— Begin Data for the task —

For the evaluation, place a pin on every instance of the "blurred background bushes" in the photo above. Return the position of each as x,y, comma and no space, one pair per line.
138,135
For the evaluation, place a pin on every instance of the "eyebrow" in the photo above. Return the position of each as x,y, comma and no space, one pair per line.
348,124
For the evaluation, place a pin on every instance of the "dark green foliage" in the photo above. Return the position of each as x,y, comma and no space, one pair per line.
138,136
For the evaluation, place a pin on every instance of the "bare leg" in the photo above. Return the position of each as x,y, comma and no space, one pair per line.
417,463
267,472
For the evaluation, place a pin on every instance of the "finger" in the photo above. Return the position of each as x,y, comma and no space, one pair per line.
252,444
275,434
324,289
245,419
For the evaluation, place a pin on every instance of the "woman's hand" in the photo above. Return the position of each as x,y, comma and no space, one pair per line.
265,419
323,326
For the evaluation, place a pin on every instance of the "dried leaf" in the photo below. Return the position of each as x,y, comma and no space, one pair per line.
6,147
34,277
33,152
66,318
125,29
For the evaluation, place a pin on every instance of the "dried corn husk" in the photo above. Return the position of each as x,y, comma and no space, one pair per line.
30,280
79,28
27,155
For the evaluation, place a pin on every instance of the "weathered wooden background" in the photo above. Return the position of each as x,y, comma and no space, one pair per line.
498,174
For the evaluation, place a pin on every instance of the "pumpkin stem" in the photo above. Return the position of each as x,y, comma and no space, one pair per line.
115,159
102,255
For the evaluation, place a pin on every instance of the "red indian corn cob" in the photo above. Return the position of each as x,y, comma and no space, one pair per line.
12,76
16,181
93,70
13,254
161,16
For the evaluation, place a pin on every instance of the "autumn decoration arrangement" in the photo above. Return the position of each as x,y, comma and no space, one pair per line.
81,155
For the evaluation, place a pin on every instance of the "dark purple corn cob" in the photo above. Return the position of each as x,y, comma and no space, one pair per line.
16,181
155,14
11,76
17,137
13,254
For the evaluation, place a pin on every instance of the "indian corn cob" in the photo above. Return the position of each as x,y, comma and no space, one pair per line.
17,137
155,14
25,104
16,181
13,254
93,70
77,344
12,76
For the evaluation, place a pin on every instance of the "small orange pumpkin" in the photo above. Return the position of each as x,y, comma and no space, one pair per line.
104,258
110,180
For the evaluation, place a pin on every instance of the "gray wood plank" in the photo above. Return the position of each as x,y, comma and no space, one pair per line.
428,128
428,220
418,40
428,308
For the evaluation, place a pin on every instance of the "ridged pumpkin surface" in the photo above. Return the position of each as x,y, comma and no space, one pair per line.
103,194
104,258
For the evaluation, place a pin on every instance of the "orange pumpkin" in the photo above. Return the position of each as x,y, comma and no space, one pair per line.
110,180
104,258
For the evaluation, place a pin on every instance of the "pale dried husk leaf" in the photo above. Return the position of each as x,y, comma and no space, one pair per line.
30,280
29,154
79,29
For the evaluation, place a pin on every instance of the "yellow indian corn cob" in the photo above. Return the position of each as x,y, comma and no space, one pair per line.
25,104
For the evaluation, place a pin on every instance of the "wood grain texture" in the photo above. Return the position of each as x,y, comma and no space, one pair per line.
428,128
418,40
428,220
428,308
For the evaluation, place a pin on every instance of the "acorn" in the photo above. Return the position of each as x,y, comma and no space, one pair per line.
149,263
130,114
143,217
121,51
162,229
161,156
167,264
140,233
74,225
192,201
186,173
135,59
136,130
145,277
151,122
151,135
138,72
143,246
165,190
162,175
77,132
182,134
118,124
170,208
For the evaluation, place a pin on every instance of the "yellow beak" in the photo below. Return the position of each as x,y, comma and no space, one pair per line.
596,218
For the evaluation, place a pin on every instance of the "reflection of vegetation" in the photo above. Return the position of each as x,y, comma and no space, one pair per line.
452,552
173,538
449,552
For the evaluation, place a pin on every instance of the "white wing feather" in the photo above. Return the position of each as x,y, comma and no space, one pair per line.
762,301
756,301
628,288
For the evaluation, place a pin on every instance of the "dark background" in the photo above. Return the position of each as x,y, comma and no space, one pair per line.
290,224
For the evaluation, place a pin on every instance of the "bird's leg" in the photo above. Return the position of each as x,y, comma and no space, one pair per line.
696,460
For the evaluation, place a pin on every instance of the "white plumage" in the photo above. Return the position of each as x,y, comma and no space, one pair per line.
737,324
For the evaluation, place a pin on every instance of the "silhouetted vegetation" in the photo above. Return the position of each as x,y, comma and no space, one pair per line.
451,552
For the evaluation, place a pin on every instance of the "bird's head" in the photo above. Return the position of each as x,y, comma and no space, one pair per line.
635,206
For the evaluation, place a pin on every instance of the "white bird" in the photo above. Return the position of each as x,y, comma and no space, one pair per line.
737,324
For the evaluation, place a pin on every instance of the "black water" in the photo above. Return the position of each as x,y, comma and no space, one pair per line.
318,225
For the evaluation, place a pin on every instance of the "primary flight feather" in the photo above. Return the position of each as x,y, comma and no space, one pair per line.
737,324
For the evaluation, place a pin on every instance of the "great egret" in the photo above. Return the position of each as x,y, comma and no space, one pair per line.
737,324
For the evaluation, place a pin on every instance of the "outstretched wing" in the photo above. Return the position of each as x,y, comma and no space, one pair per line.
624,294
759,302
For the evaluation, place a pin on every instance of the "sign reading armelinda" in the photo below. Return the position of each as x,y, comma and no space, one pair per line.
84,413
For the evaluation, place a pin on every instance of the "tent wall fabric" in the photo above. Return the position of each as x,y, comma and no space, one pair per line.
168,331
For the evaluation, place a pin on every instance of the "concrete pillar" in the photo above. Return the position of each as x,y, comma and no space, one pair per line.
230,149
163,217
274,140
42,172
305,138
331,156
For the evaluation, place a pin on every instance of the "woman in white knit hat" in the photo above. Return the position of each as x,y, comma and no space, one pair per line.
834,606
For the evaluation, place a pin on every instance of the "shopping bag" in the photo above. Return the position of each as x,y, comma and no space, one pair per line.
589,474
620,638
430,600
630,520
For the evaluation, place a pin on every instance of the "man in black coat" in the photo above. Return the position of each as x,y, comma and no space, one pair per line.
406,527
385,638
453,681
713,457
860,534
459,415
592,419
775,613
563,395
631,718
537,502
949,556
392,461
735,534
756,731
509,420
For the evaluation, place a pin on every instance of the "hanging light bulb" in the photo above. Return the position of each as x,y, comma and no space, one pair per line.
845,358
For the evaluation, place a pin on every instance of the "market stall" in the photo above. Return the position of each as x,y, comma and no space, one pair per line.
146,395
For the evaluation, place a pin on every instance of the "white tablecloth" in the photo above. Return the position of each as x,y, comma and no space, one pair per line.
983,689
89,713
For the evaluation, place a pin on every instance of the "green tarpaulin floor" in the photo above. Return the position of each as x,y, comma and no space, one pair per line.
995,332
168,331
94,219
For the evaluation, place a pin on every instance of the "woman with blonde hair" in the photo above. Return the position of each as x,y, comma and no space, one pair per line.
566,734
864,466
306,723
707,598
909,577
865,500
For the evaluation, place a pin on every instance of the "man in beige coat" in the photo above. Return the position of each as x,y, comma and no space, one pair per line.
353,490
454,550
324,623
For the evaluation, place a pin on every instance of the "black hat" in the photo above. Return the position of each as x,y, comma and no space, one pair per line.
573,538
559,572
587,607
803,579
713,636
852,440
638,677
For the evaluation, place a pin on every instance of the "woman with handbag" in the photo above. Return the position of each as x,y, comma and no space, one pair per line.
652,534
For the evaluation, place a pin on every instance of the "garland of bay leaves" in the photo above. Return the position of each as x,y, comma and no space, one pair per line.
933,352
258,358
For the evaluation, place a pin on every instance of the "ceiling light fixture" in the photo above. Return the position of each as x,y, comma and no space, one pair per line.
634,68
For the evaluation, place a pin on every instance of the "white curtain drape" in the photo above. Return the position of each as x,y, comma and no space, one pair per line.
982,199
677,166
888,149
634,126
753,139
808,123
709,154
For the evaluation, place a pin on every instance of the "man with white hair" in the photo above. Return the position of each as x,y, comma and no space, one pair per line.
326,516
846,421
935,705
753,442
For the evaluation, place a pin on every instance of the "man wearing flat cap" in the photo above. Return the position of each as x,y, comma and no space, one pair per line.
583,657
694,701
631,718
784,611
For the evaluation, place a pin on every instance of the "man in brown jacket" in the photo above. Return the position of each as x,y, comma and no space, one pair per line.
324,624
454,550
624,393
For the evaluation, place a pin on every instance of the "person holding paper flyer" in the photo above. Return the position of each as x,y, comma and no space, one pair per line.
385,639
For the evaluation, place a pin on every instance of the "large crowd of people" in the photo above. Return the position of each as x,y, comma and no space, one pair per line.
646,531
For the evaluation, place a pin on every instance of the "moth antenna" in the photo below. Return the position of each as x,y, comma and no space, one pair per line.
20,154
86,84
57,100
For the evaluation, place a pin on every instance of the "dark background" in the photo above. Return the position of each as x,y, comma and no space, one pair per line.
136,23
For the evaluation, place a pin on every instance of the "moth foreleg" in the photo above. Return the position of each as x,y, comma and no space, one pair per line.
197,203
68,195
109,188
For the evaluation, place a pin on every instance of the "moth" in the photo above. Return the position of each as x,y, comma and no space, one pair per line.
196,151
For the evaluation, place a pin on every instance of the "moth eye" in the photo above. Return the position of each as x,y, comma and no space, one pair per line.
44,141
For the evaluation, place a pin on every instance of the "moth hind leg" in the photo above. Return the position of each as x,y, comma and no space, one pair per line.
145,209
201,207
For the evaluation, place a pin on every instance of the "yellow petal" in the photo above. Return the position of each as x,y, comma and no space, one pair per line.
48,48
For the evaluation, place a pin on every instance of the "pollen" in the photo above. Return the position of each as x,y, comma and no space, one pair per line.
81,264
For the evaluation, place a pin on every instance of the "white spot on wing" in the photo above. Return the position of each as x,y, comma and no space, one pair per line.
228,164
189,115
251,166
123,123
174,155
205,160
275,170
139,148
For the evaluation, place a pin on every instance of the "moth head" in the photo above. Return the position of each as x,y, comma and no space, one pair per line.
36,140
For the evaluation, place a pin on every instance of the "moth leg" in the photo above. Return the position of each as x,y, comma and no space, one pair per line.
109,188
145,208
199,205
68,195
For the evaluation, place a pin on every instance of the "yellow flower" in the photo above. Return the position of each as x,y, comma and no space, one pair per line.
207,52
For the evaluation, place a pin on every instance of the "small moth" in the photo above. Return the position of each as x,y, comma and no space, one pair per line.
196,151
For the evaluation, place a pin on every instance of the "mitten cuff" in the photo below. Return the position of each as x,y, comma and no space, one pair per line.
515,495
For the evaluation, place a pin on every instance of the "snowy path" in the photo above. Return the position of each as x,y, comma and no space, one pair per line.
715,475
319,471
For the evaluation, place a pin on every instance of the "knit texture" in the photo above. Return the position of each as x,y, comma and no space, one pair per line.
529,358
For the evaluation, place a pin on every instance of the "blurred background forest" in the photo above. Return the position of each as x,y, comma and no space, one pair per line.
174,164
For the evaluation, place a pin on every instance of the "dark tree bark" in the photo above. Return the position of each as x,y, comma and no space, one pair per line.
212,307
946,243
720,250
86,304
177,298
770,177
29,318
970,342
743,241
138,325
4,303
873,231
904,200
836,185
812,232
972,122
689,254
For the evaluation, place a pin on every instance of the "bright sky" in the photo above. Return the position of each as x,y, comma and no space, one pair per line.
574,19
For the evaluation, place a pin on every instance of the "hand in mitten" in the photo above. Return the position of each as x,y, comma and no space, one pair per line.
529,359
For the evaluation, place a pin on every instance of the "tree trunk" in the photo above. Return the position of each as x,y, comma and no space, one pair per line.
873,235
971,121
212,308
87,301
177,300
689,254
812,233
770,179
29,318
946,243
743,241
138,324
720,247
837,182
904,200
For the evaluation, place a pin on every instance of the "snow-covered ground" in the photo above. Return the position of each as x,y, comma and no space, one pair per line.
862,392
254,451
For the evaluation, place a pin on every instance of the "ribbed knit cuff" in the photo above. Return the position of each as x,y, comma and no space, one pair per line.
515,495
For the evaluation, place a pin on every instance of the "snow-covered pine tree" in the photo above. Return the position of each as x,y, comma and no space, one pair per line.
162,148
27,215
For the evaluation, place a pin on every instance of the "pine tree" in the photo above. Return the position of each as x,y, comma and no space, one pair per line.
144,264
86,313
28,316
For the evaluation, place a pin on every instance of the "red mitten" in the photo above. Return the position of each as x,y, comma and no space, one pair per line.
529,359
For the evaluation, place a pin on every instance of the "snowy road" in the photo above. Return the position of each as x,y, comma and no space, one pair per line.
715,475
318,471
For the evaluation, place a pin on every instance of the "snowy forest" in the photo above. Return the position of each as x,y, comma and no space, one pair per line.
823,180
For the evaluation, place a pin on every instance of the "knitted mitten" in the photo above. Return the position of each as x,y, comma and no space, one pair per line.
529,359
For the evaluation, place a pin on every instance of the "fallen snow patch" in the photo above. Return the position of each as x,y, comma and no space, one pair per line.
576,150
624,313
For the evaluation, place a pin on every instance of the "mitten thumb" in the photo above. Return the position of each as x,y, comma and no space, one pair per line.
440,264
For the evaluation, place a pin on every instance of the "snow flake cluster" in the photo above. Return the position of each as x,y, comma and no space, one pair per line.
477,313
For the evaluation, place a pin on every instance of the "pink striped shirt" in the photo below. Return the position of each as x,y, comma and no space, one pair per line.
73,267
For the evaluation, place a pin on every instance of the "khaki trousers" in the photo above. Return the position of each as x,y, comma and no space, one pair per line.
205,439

— End Data for the task —

#### [Description of the task]
How many lines of the entries above contain the word "forest"? Reply with the number alone.

#### [Finished exercise]
2